Selected excerpt:
┌────────
The problem with MLB choosing not to come to a closed-door agreement with A-Rod regarding a suspension that both they and he could live with is that there’s always the potential of a federal lawsuit turning baseball’s heavy-handedness and dictatorial edicts back on itself as happened with collusion and the reserve clause. Both times baseball thought they’d win easily. Both times they lost badly. Both times it cost them an exponentially greater amount of money than if they’d just decided to treat the players as partners rather than a beaten down society of hindrances to furthering their own ends.

MLB has been notoriously clumsy in using its corporate connections and power in high places to its best advantage as the NFL does. What are they going to do when A-Rod—with nothing left to lose and seeing no logic in backing down now—chooses to toss it to the courts for an injunction allowing him to play in 2014 while the case winds its way through the legal process? Wouldn’t it have been easier to shun the attempts to use A-Rod as the conduit to wash away all baseball’s collective sins? To quash it for the good of everyone who looked the other way while the public was oohing and aahing at the record-breaking power numbers and other byproducts of the drug use? Would A-Rod have taken a 100 game suspension just to get it over with? They’ll never know. From the beginning, they were hell-bent on getting the conviction because they hate A-Rod and want to use him as their fulcrum to leverage the rest of baseball to fall in line; as the case study of what can happen if they take the same road he did.

The A-Rod decision is imminent and we know the result. But this case is far from over. And it’s MLB’s own fault if they lose again.
└────────
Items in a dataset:
┌────────
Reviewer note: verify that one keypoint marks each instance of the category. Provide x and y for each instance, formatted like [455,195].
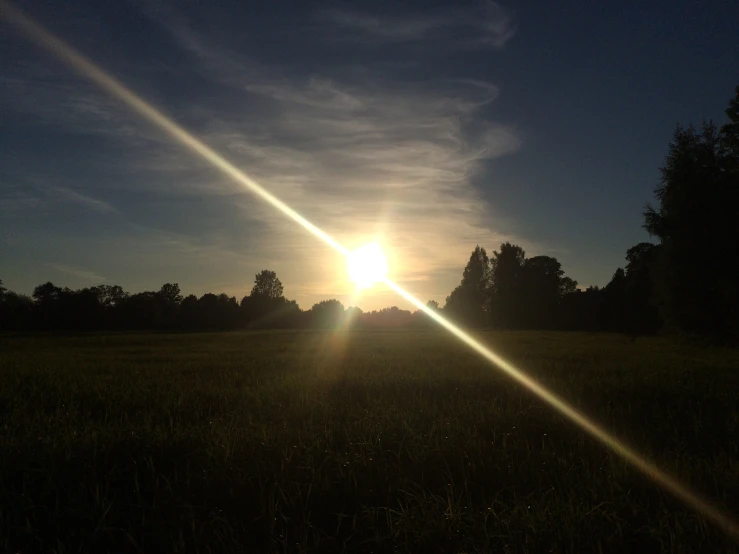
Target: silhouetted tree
[468,302]
[267,284]
[327,314]
[696,223]
[506,288]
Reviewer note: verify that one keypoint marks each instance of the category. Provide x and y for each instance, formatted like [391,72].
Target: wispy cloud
[364,153]
[94,204]
[485,24]
[79,273]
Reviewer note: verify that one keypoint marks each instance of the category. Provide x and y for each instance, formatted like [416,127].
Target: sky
[427,127]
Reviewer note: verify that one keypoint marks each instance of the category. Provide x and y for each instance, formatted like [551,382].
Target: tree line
[687,281]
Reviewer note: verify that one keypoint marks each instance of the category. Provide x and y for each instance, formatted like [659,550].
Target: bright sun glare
[366,265]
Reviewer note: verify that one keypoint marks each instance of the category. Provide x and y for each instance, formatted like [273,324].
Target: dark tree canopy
[696,223]
[267,284]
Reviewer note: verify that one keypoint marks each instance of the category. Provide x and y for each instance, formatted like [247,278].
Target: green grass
[397,441]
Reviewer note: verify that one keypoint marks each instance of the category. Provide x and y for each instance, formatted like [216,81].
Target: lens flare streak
[88,69]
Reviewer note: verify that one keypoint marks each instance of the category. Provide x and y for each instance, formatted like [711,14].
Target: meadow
[359,441]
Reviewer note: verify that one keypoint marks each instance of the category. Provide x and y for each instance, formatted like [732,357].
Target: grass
[397,441]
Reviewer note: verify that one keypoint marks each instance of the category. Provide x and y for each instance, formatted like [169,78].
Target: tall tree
[267,284]
[468,303]
[695,221]
[506,285]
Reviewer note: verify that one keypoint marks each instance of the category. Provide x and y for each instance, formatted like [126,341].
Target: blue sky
[430,128]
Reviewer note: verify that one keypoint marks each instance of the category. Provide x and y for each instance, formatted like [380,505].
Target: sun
[367,265]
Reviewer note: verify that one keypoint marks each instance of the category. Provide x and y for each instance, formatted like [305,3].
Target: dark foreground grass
[363,442]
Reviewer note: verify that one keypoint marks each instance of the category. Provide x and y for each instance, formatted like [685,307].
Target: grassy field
[397,441]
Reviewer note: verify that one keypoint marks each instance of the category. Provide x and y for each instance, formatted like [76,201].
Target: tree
[267,284]
[695,221]
[327,313]
[170,293]
[506,289]
[542,287]
[468,303]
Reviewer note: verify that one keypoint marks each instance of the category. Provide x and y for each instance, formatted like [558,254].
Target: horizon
[420,132]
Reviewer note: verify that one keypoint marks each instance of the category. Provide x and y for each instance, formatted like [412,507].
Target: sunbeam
[86,68]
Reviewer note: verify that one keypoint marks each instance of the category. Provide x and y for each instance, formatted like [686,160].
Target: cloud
[362,154]
[94,204]
[484,24]
[81,274]
[365,153]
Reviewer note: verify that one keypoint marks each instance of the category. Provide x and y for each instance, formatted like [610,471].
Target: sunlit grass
[301,441]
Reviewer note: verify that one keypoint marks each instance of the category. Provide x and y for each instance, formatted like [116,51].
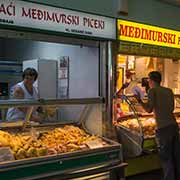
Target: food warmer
[136,128]
[66,143]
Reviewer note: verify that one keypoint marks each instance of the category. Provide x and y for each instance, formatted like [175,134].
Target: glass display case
[135,127]
[53,138]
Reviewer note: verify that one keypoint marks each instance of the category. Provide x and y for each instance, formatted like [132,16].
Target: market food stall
└────────
Problems to work on:
**a.** According to the A-Rod commentary, which two earlier fights did baseball lose badly in federal court?
**b.** Can you repeat the stretch of the A-Rod commentary from "The problem with" through "their own ends.", replacing "partners" with "allies"?
The data has no connection to the A-Rod commentary.

Task answers:
**a.** Collusion and the reserve clause.

**b.**
The problem with MLB choosing not to come to a closed-door agreement with A-Rod regarding a suspension that both they and he could live with is that there’s always the potential of a federal lawsuit turning baseball’s heavy-handedness and dictatorial edicts back on itself as happened with collusion and the reserve clause. Both times baseball thought they’d win easily. Both times they lost badly. Both times it cost them an exponentially greater amount of money than if they’d just decided to treat the players as allies rather than a beaten down society of hindrances to furthering their own ends.